● **抜粋本文**:
任意整理の事務所選び|減額報酬と固定報酬どっちがいい?

任意整理の事務所選び|減額報酬と固定報酬どっちがいい?

減額報酬がある事務所は選ばない方がいい?

任意整理は借金の返済が家計のやりくりだけではどうしようもなくなった時に、お金を借りている相手と契約内容を見直して返済を続けられるようにする救済措置の一種です。より早く、またより有利な解決をするために、専門家の力を借りようという結論に至った方もいらっしゃるでしょう。専門家に依頼するとなると報酬を支払わなければなりませんから、法律事務所の料金形態は最も気になる項目だと思います。各法律事務所の料金表示をみて「減額報酬」という聞き慣れない項目に気付き、その意味を調べるためこのページにたどり着いた方もいらっしゃるかもしれません。そこでこの記事では減額報酬とは一体なんなのか、減額報酬がある事務所とない事務所ではどう違うのか、といったことについて少し詳しく解説していきます。

 

 

減額報酬は成功報酬に分類される

減額報酬とは債権者との交渉で減らすことができた金額に応じて計算される、いわゆる成功報酬の一つです。任意整理をする時は債権者と手続を依頼した司法書士や弁護士が交渉して、金利や返済額などの契約の見直しをしてもらうのですが、その際過払い金が発生していれば、借金残高そのものが減額になる場合があります。例えば100万円の借金について任意整理の手続きの中で、過払い金が60万円発生していたことが判明した場合、依頼した専門家はまず借金残高を40万円にしてもらう交渉をします。交渉に成功すれば100万円だった借金が40万円に減るので、減額報酬を取り入れている事務所であれば、減額に成功した60万円に対して決められた割合で報酬が請求されます。元金カットになる要件は、過払金の発生だけではなく弁護士や司法書士の交渉力によって成功する場合もあります。その場合も元金がカットされた金額に対して、減額報酬が請求されます。

● **表示された記録**:

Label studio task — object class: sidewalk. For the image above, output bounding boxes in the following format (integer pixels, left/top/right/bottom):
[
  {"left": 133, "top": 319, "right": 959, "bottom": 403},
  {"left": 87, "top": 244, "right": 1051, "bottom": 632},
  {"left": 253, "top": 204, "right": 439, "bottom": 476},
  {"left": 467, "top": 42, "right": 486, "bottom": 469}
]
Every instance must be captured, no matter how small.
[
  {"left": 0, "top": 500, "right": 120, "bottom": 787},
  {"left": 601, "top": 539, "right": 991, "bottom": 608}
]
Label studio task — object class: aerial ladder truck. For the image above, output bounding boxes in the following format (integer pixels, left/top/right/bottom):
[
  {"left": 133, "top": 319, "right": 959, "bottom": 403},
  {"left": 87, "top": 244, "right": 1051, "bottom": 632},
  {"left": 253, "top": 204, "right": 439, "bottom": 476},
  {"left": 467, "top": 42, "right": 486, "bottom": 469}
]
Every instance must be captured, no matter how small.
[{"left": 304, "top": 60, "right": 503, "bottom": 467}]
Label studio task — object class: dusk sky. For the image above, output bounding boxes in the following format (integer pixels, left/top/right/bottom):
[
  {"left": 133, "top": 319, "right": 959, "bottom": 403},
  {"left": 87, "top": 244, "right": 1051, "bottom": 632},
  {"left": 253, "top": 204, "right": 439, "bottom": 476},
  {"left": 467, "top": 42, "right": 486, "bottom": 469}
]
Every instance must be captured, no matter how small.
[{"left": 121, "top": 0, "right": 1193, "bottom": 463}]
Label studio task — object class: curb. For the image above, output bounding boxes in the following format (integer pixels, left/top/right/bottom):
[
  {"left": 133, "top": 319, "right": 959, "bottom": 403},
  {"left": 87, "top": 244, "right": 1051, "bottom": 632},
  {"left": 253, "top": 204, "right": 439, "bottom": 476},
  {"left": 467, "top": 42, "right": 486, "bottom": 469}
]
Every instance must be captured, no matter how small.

● **練習課題**:
(1) 上の本文のうち、「任意整理は借金の返済が家計の」から始まり「て、減額報酬が請求されます。」で終わる部分を、一字も変えずに書き出してください。
(2) 上の本文に出てくる金額を、重なりのないようにすべて挙げてください。
(3) 上の本文について、次の問いに答えてください。
(a) 減額報酬は、どの種類の報酬の一つとされていますか。
(b) 100万円の借金で過払い金が60万円見つかった例では、依頼した専門家はまず借金残高をいくらにする交渉をしますか。
(c) 元金カットは、過払金の発生のほかに何によって成功する場合があるとされていますか。

● **課題ごとの答え**:
(1)
任意整理は借金の返済が家計のやりくりだけではどうしようもなくなった時に、お金を借りている相手と契約内容を見直して返済を続けられるようにする救済措置の一種です。より早く、またより有利な解決をするために、専門家の力を借りようという結論に至った方もいらっしゃるでしょう。専門家に依頼するとなると報酬を支払わなければなりませんから、法律事務所の料金形態は最も気になる項目だと思います。各法律事務所の料金表示をみて「減額報酬」という聞き慣れない項目に気付き、その意味を調べるためこのページにたどり着いた方もいらっしゃるかもしれません。そこでこの記事では減額報酬とは一体なんなのか、減額報酬がある事務所とない事務所ではどう違うのか、といったことについて少し詳しく解説していきます。

 

 

減額報酬は成功報酬に分類される

減額報酬とは債権者との交渉で減らすことができた金額に応じて計算される、いわゆる成功報酬の一つです。任意整理をする時は債権者と手続を依頼した司法書士や弁護士が交渉して、金利や返済額などの契約の見直しをしてもらうのですが、その際過払い金が発生していれば、借金残高そのものが減額になる場合があります。例えば100万円の借金について任意整理の手続きの中で、過払い金が60万円発生していたことが判明した場合、依頼した専門家はまず借金残高を40万円にしてもらう交渉をします。交渉に成功すれば100万円だった借金が40万円に減るので、減額報酬を取り入れている事務所であれば、減額に成功した60万円に対して決められた割合で報酬が請求されます。元金カットになる要件は、過払金の発生だけではなく弁護士や司法書士の交渉力によって成功する場合もあります。その場合も元金がカットされた金額に対して、減額報酬が請求されます。

(2) 100万円、60万円、40万円

(3)
(a) 成功報酬
(b) 40万円
(c) 弁護士や司法書士の交渉力